Task directions
Update the data below by replacing every "truck" with "pickup" and leaving everything else unchanged. Omit the pictures from your version.

Data entries

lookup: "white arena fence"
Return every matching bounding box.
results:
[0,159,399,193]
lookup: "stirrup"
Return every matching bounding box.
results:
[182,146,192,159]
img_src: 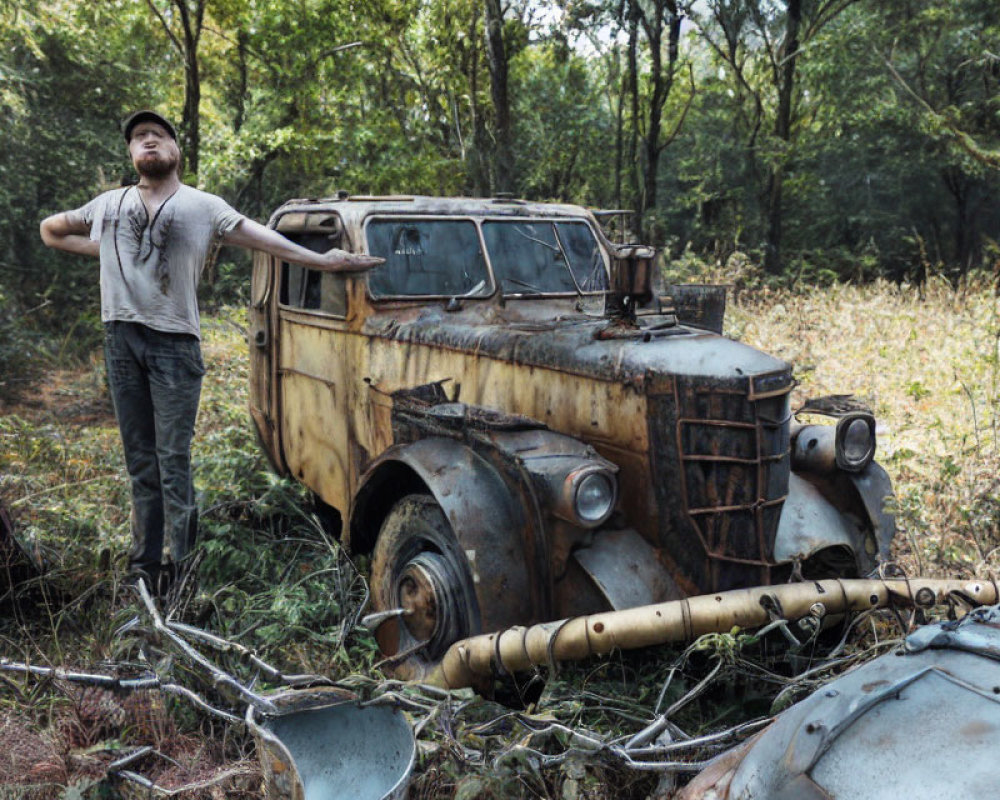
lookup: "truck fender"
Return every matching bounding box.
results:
[851,461,896,561]
[348,437,543,630]
[774,472,875,574]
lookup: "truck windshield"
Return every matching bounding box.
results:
[367,219,490,297]
[483,220,608,294]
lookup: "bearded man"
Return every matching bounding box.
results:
[41,110,382,592]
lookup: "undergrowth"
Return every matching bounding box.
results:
[0,276,1000,798]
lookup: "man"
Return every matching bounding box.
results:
[41,110,382,590]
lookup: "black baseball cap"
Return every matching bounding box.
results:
[122,108,177,142]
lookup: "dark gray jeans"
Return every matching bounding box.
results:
[104,322,205,578]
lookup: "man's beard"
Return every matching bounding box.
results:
[135,153,180,178]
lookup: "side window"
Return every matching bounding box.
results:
[279,233,347,317]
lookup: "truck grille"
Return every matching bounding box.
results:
[653,370,793,591]
[676,371,792,566]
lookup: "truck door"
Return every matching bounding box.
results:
[249,251,285,473]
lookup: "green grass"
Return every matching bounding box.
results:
[0,282,1000,798]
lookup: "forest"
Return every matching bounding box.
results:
[0,0,1000,800]
[0,0,1000,367]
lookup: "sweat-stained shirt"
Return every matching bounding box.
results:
[72,184,244,339]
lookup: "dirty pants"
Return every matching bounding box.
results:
[104,322,205,579]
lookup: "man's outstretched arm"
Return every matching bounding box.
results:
[39,211,101,258]
[222,217,385,272]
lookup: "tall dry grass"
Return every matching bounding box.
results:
[727,281,1000,577]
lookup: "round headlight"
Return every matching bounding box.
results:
[837,415,875,471]
[573,472,615,523]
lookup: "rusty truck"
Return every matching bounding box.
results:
[250,193,895,679]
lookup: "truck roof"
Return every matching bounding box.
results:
[269,195,593,229]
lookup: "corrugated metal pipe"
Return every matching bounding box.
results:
[420,578,1000,689]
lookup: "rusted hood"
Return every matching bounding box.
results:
[364,302,790,385]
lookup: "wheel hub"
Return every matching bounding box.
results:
[397,551,469,658]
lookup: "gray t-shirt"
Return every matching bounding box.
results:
[73,184,244,338]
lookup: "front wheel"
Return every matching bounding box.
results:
[371,494,482,680]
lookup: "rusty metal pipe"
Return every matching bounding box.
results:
[420,578,1000,689]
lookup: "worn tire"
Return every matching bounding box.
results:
[371,494,482,680]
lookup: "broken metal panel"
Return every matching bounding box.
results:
[666,283,726,333]
[572,529,683,610]
[728,608,1000,800]
[352,437,551,629]
[247,688,416,800]
[774,472,874,574]
[277,313,353,508]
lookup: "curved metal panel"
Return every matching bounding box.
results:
[774,472,865,564]
[350,438,544,630]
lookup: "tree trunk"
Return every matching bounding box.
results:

Answer below
lookup: "white arena fence"
Return every matching bounding box.
results:
[0,159,399,193]
lookup: "stirrup"
Return every matching bounding box.
results:
[182,146,192,159]
img_src: 
lookup: "pickup fender"
Return every matching bounding box.
results:
[851,461,896,561]
[348,437,543,630]
[774,472,875,574]
lookup: "pickup windshield"
Return every matching bounding box.
results:
[367,219,490,297]
[483,220,608,294]
lookup: "bearded man"
Return every matching bounding box.
results:
[41,110,382,592]
lookup: "undergrowth"
Return every matching bounding box.
results:
[0,276,1000,798]
lookup: "man"
Return every matching bounding box.
results:
[41,110,382,590]
lookup: "black baseball cap"
Return every matching bounding box.
results:
[122,108,177,142]
lookup: "dark gray jeans"
Return every matching bounding box.
results:
[104,322,205,578]
lookup: "man's beard"
Return every matching bounding box.
results:
[135,153,180,178]
lookup: "side window"
Return every matching bounding box.
results:
[279,233,347,317]
lookup: "pickup grille"
Return every matching bounding box.
results:
[653,370,793,591]
[676,371,792,566]
lookup: "pickup door"
Return every matching bounding box.
results:
[249,251,285,473]
lookup: "green grass"
Return every matching bounding box.
results:
[0,282,1000,798]
lookup: "forest"
Return every matching bounding box.
results:
[0,0,1000,800]
[0,0,1000,367]
lookup: "sweat-stained shirt"
Return every matching bounding box.
results:
[72,184,244,339]
lookup: "dirty pants"
Return every matching bounding box.
results:
[104,322,205,579]
lookup: "man's outstretched arm"
Return every matching bounding box.
results:
[39,211,101,258]
[222,217,385,272]
lookup: "tall dry grass"
Return every matching bounding box.
results:
[727,281,1000,577]
lookup: "round headlight"
Return every matching bounding box.
results:
[837,415,875,471]
[573,472,615,523]
lookup: "rusty pickup"
Return every matching bounding box.
results:
[250,193,895,679]
lookup: "pickup roof"
Return every matching bounding box.
results:
[269,195,593,229]
lookup: "corrugated metal pipe"
Return every matching bounding box.
results:
[420,578,1000,689]
lookup: "rusted hood"
Return every matching bounding box.
results:
[364,302,790,385]
lookup: "wheel hub"
Return every matching bounding box.
results:
[397,551,469,658]
lookup: "gray t-shirt"
Return every matching bounding box.
results:
[73,184,244,338]
lookup: "front wheel"
Return every matching bounding box.
results:
[371,494,482,680]
lookup: "rusty metal pipe"
Return every matching bounding box.
results:
[420,578,1000,689]
lookup: "worn tire"
Return every matching bounding box.
results:
[371,494,482,680]
lookup: "broken metal panel"
Return every matching bounding box.
results:
[666,283,726,333]
[572,529,683,610]
[728,608,1000,800]
[352,437,551,629]
[247,688,416,800]
[774,472,874,574]
[277,313,353,508]
lookup: "curved metal panel"
Return every matching bounding box.
results:
[774,472,865,564]
[350,438,544,630]
lookup: "tree trunk"
Return every matching bounding box.
results:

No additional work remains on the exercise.